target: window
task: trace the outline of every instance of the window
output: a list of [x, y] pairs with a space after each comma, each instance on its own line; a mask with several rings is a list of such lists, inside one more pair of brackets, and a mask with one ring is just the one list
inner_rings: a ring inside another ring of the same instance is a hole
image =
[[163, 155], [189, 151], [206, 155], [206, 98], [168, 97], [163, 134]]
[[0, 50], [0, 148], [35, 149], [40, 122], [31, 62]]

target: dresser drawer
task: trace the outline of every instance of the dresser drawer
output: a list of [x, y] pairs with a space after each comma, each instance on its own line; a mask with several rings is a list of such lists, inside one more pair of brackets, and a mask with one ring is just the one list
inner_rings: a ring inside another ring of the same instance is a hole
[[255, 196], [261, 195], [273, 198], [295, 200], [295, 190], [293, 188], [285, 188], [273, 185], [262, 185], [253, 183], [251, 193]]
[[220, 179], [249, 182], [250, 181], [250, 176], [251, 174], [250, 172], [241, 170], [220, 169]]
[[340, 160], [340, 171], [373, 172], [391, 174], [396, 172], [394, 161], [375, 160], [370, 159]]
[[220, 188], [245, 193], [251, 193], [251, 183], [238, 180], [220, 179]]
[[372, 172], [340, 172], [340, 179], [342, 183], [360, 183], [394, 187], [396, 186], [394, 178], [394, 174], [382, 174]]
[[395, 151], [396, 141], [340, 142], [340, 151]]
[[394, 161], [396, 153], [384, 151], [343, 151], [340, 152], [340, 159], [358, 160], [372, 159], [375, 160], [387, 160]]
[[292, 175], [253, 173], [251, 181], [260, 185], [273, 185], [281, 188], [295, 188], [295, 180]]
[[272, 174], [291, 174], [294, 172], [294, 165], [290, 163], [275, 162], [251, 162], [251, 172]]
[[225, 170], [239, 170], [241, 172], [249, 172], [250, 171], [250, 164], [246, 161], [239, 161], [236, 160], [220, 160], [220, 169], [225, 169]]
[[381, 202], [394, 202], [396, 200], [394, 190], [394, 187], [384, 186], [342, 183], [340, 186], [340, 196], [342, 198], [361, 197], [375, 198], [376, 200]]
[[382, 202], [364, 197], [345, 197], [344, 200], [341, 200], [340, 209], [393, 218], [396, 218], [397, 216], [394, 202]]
+ + + + +
Set task:
Please offset every coordinate in the answers by 89, covering only the stretch from the line containing "target: dresser drawer" through the line containing "180], [220, 179]]", both included. Give all those lines again, requests included.

The completed task:
target: dresser drawer
task: trace the outline of every instance of the dresser drawer
output: a list of [x, y] pairs with a space after each comma, each instance on its own line; a mask with several rings is a list of such lists, inside one more pair of brackets, and a mask with one ring is just the one list
inner_rings: a ring inside another ring of the same instance is a hole
[[344, 285], [350, 284], [362, 287], [384, 289], [384, 279], [382, 277], [374, 277], [362, 274], [351, 274], [342, 272], [340, 282]]
[[309, 268], [338, 271], [339, 270], [339, 265], [340, 263], [339, 261], [330, 259], [309, 258]]
[[429, 249], [429, 260], [462, 261], [480, 263], [485, 261], [483, 250], [464, 249], [459, 248]]
[[309, 277], [334, 282], [340, 282], [340, 272], [327, 269], [309, 268]]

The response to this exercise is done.